= Doel van opdracht =
Herschrijf de rijen vanaf het begin van de gegevens tot en met de rij met "x=274, y=195". Vervang daarin "warning light bar" door "emergency light bar" en laat al het andere ongewijzigd.

---------- Gegevens ----------

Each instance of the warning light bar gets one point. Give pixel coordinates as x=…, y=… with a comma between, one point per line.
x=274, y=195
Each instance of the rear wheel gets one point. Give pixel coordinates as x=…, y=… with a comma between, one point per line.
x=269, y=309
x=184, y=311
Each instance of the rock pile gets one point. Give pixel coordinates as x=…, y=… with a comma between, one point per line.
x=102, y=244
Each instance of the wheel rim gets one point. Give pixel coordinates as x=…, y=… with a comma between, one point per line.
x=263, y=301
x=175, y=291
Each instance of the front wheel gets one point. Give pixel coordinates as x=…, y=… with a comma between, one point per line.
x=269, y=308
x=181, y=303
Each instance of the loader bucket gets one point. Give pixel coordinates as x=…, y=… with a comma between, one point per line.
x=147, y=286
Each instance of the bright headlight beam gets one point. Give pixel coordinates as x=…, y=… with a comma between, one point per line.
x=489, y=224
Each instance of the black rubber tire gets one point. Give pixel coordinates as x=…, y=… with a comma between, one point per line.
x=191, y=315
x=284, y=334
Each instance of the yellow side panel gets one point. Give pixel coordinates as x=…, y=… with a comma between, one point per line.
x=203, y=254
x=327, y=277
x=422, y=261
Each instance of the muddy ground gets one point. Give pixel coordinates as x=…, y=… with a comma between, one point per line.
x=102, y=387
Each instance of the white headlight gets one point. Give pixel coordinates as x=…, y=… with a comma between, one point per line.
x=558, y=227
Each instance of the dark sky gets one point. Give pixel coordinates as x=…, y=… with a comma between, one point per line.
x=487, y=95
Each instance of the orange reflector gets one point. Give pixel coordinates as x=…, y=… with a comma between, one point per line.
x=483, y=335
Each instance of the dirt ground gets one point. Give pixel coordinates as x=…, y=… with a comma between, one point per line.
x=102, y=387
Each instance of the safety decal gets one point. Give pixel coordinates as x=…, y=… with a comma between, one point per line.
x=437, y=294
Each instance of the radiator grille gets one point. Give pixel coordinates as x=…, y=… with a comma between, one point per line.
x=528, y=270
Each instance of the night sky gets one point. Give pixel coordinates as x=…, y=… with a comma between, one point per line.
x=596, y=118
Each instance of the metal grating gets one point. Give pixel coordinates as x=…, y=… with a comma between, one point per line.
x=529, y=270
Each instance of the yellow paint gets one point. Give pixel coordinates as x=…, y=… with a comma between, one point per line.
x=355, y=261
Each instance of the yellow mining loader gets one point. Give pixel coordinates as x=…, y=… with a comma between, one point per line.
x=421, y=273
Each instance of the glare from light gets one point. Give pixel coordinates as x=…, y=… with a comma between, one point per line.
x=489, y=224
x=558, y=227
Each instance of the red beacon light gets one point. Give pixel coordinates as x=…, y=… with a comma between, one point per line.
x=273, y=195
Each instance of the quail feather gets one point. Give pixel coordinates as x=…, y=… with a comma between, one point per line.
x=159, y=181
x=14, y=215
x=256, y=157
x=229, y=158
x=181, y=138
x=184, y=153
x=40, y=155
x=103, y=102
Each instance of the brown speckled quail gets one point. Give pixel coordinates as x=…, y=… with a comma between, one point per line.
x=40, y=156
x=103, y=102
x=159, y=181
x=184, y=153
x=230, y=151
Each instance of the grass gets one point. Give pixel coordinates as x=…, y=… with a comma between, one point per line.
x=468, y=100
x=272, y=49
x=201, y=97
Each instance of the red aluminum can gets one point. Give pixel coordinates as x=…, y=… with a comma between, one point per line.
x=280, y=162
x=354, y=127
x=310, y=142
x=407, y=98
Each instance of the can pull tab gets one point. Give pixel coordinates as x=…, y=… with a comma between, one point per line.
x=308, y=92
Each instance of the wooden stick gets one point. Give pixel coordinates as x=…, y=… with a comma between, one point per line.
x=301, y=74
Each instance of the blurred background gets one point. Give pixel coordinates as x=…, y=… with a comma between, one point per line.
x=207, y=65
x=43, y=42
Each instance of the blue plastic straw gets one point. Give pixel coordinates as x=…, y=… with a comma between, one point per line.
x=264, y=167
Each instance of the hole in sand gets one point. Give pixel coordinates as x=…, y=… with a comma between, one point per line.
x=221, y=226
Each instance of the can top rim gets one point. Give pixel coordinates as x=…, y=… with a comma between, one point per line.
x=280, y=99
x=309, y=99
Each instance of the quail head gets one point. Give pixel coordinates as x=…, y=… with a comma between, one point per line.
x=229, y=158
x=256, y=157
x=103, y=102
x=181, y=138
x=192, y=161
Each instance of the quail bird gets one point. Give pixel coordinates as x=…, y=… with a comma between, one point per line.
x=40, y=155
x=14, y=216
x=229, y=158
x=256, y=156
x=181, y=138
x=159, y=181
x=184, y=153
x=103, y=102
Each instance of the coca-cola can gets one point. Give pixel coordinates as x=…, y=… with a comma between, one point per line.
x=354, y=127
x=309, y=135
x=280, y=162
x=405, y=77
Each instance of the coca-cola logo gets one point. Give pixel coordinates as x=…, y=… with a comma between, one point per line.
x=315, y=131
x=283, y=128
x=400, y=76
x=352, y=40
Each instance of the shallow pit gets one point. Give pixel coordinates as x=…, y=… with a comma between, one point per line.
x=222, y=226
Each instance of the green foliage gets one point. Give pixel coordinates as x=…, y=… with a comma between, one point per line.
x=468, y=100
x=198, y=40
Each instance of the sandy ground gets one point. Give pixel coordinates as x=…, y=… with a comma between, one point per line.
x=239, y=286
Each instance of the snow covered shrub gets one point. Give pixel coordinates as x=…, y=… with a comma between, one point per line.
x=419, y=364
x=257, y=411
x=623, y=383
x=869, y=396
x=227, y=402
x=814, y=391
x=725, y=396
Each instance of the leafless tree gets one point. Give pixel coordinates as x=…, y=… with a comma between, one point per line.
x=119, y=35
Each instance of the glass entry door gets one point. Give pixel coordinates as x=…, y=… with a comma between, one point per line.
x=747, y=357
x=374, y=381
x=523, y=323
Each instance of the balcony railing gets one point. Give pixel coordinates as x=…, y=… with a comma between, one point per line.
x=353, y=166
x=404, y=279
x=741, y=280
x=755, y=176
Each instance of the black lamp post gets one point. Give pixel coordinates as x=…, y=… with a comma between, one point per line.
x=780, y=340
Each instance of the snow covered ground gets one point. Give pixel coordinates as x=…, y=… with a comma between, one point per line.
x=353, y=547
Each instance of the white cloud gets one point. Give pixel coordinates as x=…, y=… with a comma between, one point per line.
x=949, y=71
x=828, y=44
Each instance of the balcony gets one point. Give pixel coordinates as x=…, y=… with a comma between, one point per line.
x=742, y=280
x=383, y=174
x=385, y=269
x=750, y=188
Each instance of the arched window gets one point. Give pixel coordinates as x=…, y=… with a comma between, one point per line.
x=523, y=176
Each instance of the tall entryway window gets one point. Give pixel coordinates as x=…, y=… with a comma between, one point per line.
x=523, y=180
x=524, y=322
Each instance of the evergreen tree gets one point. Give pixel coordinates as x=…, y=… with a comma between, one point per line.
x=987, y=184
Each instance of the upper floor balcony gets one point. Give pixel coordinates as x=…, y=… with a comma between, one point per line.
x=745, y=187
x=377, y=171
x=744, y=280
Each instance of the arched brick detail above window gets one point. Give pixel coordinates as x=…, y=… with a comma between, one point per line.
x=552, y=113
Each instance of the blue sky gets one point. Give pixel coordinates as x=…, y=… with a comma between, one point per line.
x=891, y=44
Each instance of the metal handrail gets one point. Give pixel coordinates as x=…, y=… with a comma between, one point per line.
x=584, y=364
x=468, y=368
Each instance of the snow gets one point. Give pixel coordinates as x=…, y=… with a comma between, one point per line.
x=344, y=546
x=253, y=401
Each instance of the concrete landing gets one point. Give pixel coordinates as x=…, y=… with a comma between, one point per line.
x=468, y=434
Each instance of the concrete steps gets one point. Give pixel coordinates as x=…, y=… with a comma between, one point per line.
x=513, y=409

----------

= Volledig antwoord =
Each instance of the emergency light bar gets one point. Give pixel coordinates as x=…, y=… with a comma between, one point per line.
x=274, y=195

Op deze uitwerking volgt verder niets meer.